When you copy the records, keep every word exact and leave the pictures out.

Excerpted data START

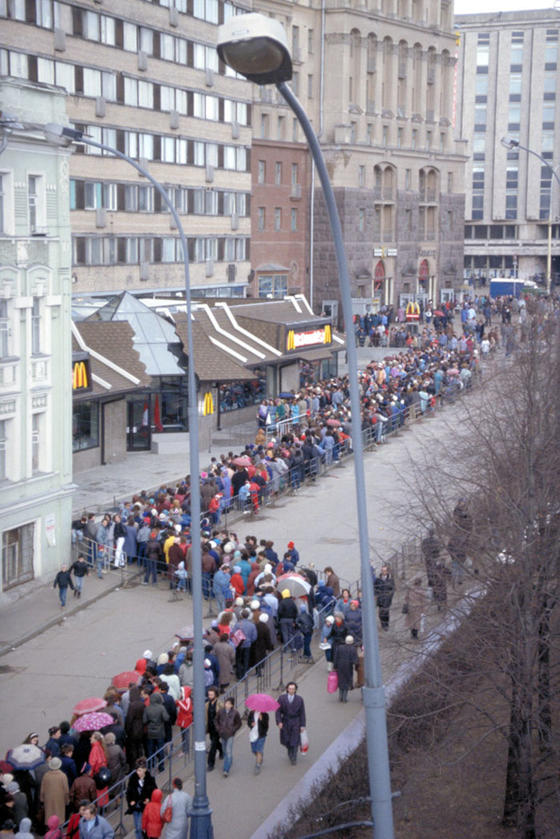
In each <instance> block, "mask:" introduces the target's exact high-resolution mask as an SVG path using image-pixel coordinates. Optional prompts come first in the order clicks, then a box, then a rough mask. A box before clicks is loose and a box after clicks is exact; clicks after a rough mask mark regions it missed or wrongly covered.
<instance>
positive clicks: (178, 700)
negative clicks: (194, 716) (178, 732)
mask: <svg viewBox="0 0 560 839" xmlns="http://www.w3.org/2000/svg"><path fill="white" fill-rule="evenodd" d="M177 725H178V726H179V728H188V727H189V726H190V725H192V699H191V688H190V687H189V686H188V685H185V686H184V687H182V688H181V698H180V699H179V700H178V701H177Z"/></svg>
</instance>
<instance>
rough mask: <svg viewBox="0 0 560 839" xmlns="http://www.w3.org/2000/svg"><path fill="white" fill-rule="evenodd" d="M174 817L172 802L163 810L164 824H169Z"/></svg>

Excerpted data END

- _Solution to this task_
In each <instance> block, "mask:" introduces the target's exact high-resolution mask as an SVG path using image-pixel coordinates. Optional prompts come first in the order clicks, then a box, then a rough mask. A box before clicks is loose and a box after clicks is exact; clicks after a rough mask mark regions it missed or wrongly covered.
<instance>
positive clicks: (178, 700)
negative clicks: (194, 716) (178, 732)
mask: <svg viewBox="0 0 560 839" xmlns="http://www.w3.org/2000/svg"><path fill="white" fill-rule="evenodd" d="M177 725H178V726H179V728H188V727H189V726H190V725H192V699H191V688H190V687H189V686H188V685H185V686H184V687H182V688H181V698H180V699H179V700H178V701H177Z"/></svg>
</instance>
<instance>
rough mask: <svg viewBox="0 0 560 839" xmlns="http://www.w3.org/2000/svg"><path fill="white" fill-rule="evenodd" d="M174 817L172 802L163 810L164 824H169Z"/></svg>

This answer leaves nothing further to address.